• [EXERCISE MATERIALS]
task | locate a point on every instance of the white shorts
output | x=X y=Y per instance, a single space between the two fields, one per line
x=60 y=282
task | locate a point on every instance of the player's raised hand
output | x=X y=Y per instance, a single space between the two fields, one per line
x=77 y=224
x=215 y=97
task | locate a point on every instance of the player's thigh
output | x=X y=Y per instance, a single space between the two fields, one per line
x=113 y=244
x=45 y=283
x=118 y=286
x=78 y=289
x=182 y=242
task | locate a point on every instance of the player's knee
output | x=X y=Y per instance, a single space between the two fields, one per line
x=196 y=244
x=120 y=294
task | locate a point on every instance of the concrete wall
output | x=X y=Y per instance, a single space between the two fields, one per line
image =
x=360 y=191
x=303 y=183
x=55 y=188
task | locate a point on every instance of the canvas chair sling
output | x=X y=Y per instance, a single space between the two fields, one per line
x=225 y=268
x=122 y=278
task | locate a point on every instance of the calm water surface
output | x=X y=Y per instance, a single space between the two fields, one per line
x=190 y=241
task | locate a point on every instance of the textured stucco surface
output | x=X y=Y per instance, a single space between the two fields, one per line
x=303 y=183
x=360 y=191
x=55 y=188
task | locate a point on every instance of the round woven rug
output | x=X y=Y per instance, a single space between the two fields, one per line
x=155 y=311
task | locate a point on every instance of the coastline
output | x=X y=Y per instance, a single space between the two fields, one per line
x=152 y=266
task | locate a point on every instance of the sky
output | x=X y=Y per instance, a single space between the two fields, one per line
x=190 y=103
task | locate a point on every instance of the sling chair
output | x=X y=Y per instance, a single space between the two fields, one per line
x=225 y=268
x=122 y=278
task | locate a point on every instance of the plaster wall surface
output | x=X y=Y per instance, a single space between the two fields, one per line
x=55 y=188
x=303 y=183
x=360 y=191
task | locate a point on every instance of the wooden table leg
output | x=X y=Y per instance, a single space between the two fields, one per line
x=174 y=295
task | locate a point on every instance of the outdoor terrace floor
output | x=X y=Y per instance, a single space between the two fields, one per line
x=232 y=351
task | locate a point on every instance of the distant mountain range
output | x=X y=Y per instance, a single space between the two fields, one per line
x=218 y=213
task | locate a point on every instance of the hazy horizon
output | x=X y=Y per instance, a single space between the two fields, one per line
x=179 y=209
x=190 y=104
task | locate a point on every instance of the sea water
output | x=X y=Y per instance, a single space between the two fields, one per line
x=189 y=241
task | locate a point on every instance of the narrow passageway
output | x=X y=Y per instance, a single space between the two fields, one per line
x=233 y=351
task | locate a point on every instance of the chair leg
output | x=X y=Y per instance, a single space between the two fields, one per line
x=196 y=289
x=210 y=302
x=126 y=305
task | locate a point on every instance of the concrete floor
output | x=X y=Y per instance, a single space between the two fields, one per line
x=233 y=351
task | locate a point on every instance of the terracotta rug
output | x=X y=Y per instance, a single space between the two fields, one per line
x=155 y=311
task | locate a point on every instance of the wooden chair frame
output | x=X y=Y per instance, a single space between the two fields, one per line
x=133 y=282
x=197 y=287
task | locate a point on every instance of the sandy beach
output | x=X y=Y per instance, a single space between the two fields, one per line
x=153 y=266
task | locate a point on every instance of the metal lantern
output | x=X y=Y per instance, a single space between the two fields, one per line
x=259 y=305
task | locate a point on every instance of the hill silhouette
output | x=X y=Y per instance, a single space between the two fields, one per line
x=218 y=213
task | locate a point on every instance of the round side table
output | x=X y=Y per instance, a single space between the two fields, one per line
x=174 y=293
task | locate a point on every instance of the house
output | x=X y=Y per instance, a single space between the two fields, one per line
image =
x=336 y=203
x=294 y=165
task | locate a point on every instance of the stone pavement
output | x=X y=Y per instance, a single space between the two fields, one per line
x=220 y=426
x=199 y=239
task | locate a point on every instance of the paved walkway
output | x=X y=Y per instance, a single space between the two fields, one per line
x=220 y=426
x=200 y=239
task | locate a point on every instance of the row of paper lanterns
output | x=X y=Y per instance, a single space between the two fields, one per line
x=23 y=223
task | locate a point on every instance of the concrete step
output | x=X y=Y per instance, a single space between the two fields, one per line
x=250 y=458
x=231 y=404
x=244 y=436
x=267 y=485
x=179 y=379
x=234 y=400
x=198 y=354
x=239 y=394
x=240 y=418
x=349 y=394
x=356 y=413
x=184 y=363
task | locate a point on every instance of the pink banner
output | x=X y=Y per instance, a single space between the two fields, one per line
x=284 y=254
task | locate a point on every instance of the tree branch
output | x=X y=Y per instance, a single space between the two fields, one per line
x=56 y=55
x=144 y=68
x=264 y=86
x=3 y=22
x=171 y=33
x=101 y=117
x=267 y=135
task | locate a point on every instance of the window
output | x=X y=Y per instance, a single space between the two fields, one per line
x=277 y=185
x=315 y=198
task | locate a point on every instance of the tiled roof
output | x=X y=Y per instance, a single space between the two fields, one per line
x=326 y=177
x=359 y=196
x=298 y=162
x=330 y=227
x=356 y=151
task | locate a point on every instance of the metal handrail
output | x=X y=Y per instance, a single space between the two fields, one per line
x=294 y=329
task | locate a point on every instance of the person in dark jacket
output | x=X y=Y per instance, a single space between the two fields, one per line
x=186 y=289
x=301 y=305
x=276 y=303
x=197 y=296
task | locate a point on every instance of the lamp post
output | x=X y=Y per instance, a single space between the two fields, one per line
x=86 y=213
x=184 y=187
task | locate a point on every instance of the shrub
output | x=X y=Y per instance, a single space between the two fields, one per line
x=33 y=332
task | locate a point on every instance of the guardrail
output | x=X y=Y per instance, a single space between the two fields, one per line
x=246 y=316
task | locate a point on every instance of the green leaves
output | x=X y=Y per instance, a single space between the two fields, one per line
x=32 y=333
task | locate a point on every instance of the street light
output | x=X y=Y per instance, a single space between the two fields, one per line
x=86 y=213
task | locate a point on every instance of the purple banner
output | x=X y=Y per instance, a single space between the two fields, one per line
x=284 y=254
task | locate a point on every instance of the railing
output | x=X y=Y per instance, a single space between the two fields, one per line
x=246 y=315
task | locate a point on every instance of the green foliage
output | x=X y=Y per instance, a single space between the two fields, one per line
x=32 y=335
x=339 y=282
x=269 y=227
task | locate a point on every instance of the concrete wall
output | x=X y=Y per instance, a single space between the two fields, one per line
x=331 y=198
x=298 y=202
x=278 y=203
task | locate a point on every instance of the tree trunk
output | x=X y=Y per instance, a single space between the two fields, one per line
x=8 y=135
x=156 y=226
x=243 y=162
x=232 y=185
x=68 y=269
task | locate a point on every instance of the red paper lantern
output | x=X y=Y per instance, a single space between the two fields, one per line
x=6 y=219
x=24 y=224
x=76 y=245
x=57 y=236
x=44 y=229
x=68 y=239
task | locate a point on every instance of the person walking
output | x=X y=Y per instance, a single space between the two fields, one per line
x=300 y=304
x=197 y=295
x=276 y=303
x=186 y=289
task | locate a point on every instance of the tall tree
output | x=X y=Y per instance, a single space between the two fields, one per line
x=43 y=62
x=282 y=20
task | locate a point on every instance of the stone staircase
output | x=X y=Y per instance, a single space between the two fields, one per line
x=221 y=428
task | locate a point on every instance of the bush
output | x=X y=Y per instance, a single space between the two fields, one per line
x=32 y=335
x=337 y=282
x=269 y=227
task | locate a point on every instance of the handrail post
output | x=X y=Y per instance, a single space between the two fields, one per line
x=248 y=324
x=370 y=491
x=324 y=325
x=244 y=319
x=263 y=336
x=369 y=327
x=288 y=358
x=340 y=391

==

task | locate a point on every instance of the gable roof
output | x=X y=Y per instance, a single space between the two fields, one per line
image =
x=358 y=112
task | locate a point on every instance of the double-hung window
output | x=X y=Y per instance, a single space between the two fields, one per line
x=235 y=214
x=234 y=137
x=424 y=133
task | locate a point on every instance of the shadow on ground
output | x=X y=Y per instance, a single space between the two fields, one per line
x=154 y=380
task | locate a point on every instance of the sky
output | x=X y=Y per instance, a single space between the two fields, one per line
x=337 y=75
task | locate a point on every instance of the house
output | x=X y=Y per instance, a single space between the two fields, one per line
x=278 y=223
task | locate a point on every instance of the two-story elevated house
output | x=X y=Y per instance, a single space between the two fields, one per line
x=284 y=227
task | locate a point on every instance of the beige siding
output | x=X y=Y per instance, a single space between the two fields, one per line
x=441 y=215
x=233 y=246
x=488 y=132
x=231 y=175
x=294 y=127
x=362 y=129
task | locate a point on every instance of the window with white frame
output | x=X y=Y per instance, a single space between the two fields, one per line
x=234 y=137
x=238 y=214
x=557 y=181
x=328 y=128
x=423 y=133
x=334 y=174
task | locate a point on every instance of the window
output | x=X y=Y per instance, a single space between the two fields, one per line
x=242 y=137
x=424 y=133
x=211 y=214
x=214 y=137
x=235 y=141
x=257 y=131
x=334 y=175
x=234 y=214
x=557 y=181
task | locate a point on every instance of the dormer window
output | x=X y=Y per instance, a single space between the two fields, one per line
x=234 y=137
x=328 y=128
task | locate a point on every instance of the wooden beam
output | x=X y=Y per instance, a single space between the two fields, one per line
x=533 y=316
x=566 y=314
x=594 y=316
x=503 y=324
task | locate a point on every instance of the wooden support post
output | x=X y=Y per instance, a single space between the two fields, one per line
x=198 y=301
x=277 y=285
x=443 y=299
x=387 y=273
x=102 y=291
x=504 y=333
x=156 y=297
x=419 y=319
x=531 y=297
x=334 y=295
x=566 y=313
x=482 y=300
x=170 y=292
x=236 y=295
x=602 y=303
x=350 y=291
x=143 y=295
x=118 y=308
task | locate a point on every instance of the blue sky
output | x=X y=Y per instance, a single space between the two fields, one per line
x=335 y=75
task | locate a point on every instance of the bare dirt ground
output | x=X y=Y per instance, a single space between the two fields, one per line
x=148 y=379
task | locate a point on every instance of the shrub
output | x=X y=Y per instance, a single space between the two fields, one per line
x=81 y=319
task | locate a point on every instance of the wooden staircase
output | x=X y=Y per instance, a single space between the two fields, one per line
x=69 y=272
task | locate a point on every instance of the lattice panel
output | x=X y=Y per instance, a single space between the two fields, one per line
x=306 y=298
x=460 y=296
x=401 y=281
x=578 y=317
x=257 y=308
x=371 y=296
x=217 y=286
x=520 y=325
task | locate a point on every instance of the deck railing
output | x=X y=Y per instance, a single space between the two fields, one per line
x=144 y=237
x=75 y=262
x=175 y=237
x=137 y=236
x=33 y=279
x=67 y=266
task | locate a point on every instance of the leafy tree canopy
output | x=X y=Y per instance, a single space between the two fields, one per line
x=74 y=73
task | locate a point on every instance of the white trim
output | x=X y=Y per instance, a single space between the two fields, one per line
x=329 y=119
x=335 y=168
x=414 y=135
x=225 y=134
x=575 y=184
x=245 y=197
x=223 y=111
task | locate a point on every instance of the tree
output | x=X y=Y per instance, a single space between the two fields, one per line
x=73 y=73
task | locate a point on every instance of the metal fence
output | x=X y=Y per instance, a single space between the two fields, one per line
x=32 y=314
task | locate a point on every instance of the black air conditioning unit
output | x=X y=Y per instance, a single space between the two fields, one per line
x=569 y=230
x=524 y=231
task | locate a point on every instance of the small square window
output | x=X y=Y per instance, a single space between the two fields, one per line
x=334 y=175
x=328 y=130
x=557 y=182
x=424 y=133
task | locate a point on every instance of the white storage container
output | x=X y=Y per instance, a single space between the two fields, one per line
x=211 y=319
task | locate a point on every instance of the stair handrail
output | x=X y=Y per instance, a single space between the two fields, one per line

• [AIM] Reproduce the lines of the listing, starting with the line that contains "task | locate a point on every instance of the dormer" and continuing through the line that contains "x=118 y=308". Change "wooden" to "timber" and leave all else as it stands.

• [RESPONSE FOR THIS EXERCISE]
task | locate a point on every instance of the dormer window
output | x=X y=Y per instance, a single space between the two fields, one per line
x=234 y=137
x=328 y=128
task | locate a point on every instance of the timber beam
output | x=X y=Y per instance, a single space between the two fields, one per line
x=533 y=316
x=566 y=314
x=594 y=316
x=503 y=324
task | locate a point on every instance of the timber support post
output | x=X y=Y per instance, a single space between the two fields, one per line
x=198 y=301
x=277 y=285
x=443 y=299
x=387 y=273
x=102 y=291
x=504 y=333
x=156 y=297
x=419 y=319
x=531 y=297
x=334 y=295
x=566 y=313
x=482 y=300
x=170 y=292
x=236 y=295
x=602 y=303
x=350 y=291
x=143 y=295
x=118 y=308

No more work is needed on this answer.